DATA FOR PROCESSING:

-.-.-

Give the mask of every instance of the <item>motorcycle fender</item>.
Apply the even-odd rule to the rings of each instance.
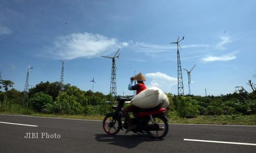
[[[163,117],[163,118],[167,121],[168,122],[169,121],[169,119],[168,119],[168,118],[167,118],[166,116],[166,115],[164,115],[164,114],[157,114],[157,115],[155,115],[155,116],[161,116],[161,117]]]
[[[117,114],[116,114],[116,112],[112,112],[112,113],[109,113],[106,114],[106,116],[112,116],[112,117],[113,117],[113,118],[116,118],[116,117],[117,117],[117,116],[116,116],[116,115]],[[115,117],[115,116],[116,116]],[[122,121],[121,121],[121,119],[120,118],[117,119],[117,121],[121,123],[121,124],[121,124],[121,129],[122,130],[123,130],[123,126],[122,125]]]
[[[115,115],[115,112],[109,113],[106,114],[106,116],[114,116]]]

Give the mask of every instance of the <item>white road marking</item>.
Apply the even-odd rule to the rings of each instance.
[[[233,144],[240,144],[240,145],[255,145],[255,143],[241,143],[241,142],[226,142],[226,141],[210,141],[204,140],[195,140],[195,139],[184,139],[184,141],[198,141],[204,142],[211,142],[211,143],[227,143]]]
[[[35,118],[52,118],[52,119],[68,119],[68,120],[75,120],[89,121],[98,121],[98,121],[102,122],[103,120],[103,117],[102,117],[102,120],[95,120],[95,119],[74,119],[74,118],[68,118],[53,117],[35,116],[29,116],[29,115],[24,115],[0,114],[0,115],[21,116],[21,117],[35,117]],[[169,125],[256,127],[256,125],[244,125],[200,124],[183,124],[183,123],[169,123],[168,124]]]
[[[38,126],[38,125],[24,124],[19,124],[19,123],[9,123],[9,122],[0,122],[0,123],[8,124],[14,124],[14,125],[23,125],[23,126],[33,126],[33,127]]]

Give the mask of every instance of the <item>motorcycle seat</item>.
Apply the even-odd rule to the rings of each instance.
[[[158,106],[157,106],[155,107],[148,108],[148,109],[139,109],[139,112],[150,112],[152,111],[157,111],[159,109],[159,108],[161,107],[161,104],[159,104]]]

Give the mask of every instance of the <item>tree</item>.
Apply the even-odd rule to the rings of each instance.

-.-.-

EXERCISE PROMPT: Format every line from the one holding "Give the mask of every instance of the <item>tree</item>." through the end of the items, inclusive, as a numbered list, leaving out blank lines.

ANSWER TO THIS TASK:
1. Give the mask of every instance of the <item>tree</item>.
2. Apply the even-odd rule to the rings of each instance.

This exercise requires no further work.